Excerpts of pointing data:
────────────────────────────────────────

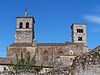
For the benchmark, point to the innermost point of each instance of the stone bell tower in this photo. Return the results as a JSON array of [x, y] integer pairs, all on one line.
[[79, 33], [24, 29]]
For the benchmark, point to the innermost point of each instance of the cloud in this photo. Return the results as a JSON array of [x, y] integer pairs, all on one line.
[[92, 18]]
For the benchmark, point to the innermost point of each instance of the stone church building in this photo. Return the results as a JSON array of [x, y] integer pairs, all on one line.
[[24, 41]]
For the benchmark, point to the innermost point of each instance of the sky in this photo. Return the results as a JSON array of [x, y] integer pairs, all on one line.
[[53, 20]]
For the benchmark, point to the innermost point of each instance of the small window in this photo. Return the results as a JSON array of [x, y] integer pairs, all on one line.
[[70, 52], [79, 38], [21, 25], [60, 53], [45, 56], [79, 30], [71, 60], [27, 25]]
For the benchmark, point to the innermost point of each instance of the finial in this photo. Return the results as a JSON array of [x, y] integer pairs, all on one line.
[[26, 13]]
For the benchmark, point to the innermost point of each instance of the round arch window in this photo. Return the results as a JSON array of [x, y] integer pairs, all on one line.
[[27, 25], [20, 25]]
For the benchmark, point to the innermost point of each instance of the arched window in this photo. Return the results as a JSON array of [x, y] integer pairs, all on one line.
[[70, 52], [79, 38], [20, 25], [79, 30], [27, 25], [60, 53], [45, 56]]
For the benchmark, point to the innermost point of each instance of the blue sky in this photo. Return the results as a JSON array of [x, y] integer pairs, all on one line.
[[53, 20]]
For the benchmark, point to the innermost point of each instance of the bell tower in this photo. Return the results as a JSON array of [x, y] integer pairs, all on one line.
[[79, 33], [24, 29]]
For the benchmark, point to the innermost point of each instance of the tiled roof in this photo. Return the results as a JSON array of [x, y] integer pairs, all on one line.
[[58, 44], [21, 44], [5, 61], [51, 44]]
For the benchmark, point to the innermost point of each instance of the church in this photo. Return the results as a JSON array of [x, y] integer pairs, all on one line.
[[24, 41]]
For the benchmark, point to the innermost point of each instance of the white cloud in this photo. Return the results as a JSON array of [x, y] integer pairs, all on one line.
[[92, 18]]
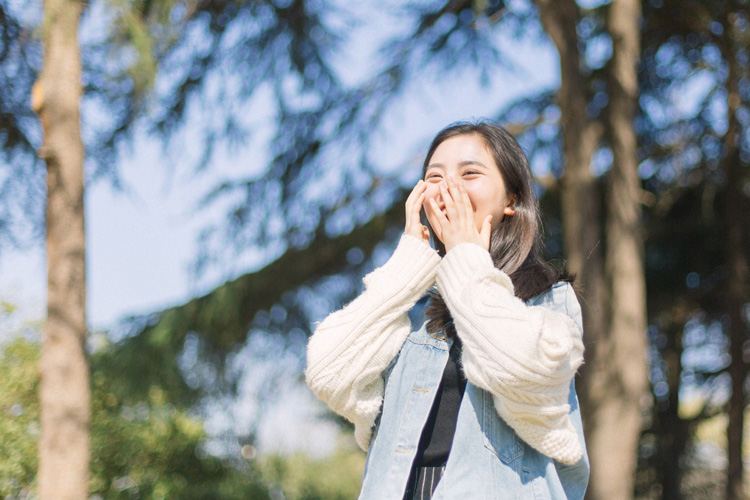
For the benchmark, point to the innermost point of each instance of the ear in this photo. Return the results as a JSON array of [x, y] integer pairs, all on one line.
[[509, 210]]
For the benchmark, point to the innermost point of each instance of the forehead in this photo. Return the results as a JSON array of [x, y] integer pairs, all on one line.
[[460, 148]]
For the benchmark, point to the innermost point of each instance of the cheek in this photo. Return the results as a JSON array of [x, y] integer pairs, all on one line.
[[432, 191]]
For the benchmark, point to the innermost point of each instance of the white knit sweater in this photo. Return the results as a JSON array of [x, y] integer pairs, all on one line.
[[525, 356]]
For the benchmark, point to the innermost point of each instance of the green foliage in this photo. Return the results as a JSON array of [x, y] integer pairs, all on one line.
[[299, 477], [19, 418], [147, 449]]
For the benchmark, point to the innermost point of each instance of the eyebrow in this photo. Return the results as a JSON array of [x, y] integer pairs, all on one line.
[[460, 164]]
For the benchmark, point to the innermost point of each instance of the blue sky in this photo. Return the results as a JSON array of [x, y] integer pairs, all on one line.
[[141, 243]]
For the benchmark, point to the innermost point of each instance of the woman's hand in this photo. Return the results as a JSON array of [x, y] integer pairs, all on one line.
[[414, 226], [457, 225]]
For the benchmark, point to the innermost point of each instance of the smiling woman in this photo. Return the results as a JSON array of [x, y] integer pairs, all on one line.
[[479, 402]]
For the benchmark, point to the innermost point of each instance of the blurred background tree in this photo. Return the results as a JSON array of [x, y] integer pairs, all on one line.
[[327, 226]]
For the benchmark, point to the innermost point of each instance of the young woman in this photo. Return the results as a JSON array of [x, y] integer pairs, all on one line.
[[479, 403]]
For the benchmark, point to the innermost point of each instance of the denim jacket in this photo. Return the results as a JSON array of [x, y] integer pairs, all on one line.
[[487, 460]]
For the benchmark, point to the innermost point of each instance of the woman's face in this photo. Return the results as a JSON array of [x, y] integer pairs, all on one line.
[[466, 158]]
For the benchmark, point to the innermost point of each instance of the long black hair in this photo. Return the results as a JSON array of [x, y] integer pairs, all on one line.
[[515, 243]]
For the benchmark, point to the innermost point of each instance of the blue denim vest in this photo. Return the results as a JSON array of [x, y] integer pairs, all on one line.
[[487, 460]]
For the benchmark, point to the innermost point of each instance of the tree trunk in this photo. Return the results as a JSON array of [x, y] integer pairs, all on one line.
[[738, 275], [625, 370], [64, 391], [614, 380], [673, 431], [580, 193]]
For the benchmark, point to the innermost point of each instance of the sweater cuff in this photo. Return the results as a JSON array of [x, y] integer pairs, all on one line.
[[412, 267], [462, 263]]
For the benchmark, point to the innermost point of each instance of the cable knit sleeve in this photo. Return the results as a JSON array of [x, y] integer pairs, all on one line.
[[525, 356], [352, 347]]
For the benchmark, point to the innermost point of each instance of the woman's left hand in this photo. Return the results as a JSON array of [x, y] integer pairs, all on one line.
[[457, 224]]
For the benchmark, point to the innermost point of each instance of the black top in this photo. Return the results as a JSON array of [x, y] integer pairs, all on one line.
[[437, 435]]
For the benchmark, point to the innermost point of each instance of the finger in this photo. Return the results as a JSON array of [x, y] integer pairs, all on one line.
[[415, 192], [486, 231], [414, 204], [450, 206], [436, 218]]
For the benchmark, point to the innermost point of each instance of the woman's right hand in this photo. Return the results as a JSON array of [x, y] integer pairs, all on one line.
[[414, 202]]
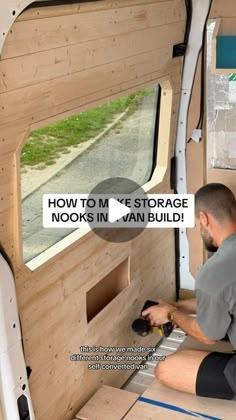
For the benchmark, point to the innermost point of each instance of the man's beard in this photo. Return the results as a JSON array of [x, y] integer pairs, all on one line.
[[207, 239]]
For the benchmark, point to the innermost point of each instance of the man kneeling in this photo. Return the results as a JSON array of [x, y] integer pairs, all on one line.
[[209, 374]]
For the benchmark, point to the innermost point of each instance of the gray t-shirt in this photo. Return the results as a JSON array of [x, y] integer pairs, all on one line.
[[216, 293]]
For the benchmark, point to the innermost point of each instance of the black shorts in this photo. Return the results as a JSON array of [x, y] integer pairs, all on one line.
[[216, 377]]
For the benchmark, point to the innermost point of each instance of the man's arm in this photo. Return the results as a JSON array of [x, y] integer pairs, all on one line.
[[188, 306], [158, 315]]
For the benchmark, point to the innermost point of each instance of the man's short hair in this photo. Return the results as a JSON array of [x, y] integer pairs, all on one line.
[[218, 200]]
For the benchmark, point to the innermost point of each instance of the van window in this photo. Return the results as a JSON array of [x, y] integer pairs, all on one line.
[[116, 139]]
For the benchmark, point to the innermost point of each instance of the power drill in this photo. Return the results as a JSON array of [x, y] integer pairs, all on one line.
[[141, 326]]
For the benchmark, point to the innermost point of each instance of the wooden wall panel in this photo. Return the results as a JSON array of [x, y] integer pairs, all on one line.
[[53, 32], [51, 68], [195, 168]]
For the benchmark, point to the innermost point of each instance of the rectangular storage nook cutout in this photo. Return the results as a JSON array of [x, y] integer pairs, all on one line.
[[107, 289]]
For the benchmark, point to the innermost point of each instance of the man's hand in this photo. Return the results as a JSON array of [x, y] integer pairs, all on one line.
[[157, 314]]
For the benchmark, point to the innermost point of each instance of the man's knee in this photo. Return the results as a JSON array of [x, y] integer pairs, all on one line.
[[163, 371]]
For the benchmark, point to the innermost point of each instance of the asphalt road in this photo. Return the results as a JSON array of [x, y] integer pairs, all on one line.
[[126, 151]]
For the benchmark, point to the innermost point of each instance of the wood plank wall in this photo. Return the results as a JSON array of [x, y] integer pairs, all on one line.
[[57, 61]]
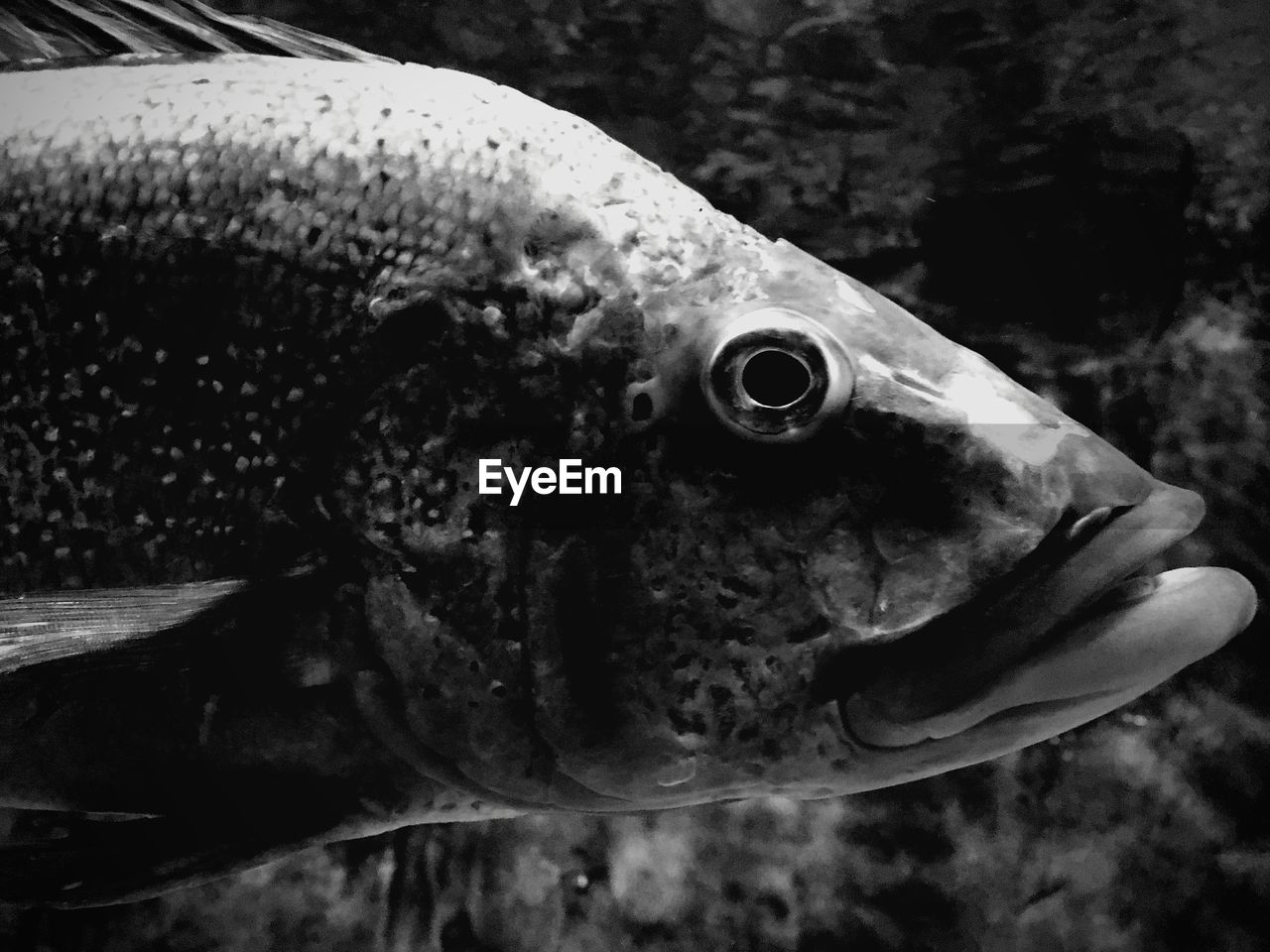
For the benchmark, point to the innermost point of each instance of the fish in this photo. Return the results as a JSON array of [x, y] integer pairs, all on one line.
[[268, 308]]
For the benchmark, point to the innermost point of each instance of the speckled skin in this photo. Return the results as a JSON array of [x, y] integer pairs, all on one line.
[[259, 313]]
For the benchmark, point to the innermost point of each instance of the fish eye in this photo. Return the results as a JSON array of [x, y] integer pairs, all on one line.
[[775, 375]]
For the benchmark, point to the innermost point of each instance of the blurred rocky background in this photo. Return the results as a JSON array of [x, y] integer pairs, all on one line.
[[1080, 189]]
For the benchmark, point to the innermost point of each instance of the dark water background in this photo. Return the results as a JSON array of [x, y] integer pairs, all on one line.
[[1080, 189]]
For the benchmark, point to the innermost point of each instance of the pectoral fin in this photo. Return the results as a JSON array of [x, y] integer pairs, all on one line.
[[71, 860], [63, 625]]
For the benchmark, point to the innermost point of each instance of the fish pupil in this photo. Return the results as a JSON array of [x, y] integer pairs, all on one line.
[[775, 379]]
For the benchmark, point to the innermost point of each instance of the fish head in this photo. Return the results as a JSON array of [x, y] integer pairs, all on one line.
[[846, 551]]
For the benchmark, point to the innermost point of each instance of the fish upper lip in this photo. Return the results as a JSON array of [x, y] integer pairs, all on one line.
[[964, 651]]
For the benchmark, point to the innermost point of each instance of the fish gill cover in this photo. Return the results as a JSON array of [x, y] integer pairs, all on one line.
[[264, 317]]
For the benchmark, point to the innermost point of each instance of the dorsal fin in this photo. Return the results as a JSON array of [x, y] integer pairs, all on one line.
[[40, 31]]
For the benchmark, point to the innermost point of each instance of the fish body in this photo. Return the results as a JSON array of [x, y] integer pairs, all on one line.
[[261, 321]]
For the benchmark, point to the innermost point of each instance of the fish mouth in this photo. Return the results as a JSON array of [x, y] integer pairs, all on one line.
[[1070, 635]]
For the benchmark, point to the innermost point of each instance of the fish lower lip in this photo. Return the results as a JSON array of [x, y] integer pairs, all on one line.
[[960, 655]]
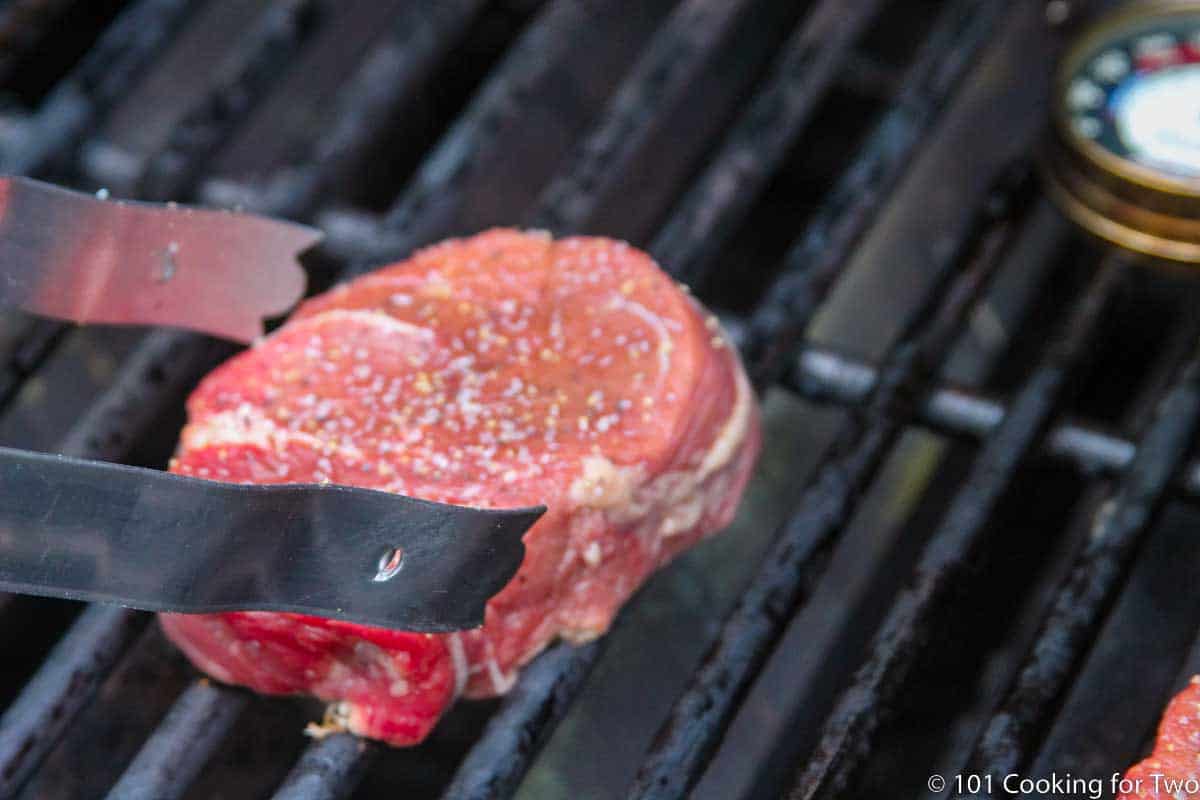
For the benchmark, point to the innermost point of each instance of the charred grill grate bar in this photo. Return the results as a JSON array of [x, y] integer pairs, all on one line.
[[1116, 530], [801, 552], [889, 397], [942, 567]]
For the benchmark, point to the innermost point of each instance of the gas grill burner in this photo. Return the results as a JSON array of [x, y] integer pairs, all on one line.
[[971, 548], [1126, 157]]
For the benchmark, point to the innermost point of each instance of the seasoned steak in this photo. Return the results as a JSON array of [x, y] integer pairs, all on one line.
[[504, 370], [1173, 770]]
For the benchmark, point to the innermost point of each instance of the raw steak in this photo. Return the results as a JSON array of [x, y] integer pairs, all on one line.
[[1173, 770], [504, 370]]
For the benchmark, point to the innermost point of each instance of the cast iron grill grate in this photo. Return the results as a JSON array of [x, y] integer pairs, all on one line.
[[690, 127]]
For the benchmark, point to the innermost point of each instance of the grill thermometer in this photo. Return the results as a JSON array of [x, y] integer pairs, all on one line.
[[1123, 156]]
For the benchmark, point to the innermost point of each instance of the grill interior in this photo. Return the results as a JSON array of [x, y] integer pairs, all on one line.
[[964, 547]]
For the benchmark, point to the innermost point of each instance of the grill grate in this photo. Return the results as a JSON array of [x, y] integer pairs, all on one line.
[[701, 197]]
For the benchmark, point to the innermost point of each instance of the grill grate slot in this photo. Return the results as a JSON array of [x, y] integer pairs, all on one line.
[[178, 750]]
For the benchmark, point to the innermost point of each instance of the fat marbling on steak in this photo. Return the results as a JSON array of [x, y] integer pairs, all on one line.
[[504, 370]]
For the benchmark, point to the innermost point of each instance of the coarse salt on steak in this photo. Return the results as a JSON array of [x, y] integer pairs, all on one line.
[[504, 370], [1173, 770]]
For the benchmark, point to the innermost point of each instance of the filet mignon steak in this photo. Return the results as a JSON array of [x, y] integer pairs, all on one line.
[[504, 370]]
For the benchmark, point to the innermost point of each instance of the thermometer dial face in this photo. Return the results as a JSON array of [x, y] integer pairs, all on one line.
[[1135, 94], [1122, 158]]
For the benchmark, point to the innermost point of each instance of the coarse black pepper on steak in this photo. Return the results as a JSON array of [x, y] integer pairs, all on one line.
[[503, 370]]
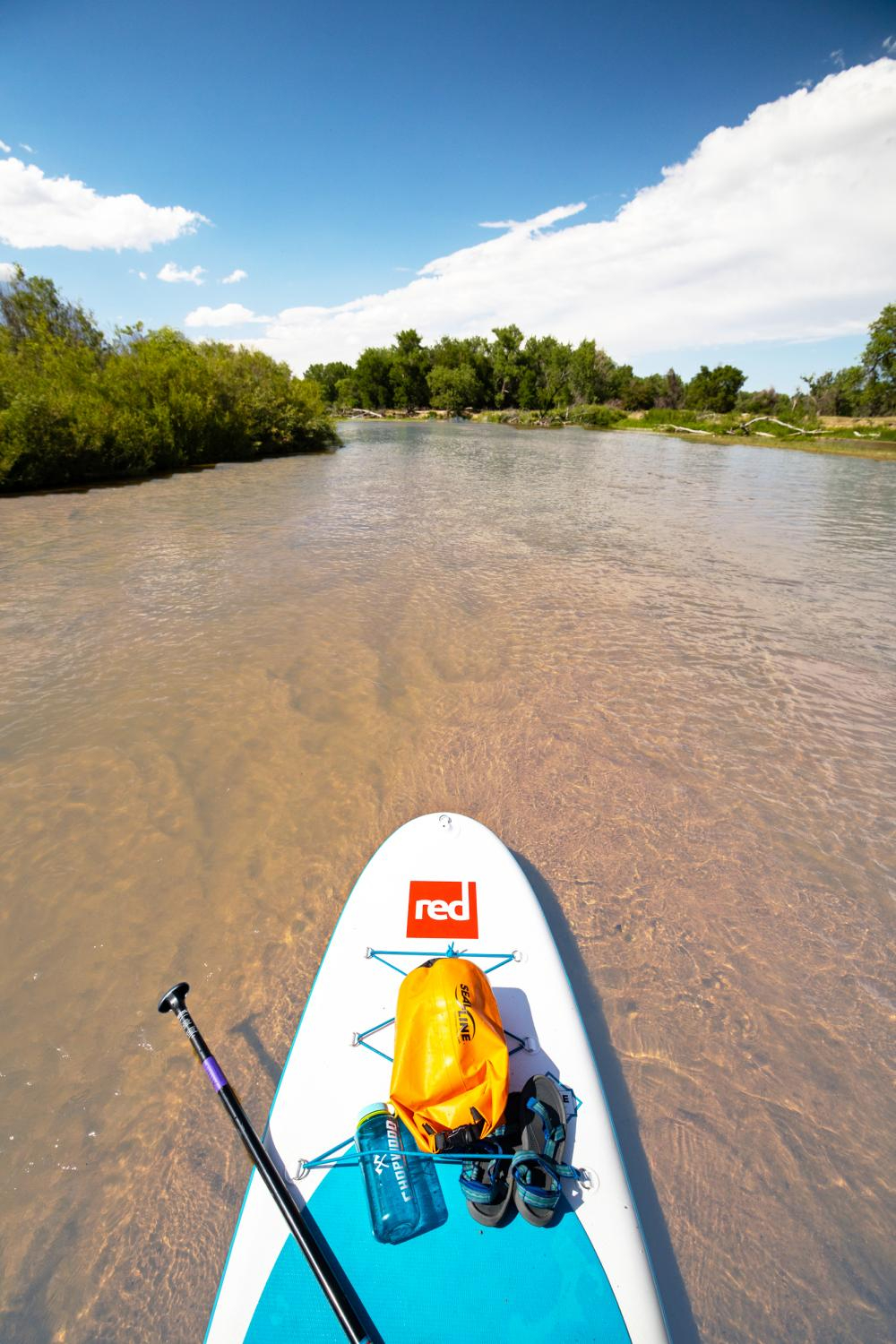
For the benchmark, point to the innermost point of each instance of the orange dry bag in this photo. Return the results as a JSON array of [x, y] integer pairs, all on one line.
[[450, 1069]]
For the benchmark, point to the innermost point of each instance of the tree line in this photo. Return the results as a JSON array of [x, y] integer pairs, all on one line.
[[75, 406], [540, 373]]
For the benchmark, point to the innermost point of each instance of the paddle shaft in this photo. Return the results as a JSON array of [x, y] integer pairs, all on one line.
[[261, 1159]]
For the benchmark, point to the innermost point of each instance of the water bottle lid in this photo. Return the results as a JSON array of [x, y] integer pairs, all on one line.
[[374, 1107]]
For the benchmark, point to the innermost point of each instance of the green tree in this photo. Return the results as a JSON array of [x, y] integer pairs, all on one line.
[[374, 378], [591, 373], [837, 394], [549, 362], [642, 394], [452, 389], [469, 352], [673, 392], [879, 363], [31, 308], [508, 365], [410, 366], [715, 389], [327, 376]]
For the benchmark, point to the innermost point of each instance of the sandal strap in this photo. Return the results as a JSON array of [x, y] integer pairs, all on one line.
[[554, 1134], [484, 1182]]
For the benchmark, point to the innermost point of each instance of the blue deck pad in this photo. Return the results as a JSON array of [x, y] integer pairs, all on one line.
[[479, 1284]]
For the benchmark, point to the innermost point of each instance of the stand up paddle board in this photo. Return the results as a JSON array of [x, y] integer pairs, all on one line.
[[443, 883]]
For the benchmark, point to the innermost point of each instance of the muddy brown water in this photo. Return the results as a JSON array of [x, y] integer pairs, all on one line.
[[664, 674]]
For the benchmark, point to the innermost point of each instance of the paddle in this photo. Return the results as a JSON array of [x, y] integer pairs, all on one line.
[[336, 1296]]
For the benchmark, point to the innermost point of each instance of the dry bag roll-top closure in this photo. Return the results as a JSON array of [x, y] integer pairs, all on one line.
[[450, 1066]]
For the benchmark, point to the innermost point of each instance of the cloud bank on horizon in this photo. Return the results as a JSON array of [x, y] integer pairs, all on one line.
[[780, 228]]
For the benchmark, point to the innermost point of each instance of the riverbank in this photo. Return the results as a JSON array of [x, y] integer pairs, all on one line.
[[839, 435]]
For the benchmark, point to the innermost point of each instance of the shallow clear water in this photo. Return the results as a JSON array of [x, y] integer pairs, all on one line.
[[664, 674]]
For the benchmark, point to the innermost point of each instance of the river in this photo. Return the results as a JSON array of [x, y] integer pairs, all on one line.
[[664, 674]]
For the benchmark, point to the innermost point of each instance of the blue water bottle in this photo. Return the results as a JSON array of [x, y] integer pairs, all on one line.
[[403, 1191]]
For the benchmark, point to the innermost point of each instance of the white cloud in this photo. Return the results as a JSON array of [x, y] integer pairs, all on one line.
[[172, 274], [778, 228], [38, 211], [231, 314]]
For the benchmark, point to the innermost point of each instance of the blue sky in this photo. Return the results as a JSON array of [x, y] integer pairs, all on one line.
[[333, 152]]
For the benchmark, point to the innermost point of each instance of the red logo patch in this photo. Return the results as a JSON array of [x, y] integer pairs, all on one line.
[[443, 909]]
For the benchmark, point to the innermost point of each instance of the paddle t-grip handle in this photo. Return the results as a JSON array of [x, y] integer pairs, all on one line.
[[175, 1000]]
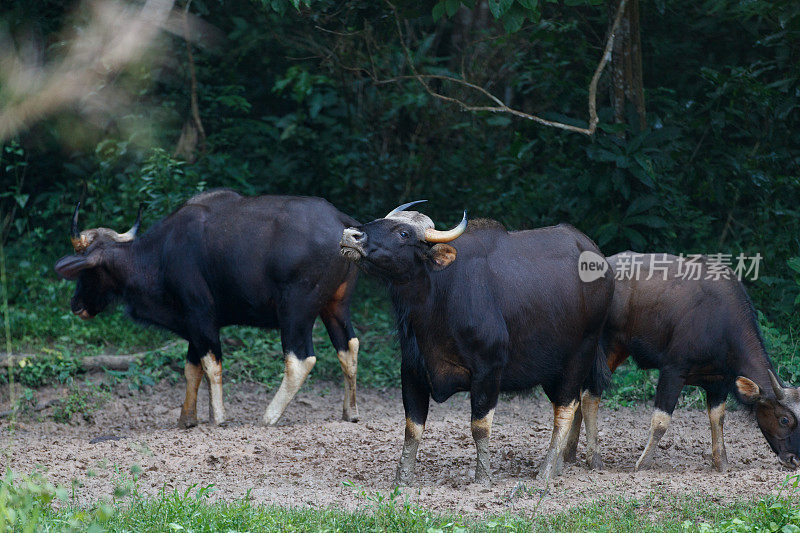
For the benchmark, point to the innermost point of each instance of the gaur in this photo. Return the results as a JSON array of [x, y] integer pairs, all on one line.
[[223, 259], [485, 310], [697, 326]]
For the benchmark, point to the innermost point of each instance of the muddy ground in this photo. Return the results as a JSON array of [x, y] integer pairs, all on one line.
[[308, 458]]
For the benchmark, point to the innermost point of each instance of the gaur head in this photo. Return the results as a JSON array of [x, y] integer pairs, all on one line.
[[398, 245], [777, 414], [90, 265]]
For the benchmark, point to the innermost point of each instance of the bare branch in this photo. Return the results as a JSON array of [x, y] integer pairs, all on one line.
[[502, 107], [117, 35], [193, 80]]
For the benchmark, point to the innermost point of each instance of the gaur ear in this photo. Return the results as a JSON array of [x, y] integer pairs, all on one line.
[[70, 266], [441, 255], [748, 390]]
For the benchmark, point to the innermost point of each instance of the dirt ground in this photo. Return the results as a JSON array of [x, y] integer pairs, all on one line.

────────────────────────────────────────

Objective
Copy the lines of the entries above word for word, beginning at the line that contains "of the seasoned" and stopping after the line that contains "[[1173, 770], [504, 370]]".

Solved exercise
For the benchmark, point to the innermost point of each instance of the seasoned steak in this photo. Return the results as a JSON array of [x, y] integer pairs, all on one line.
[[504, 370], [1173, 770]]
For the benchmark, point to the innermost point of each instance of the raw steak in this photo. Return the results as a JSON array of [x, y] integer pairs, all on one line.
[[1173, 770], [504, 370]]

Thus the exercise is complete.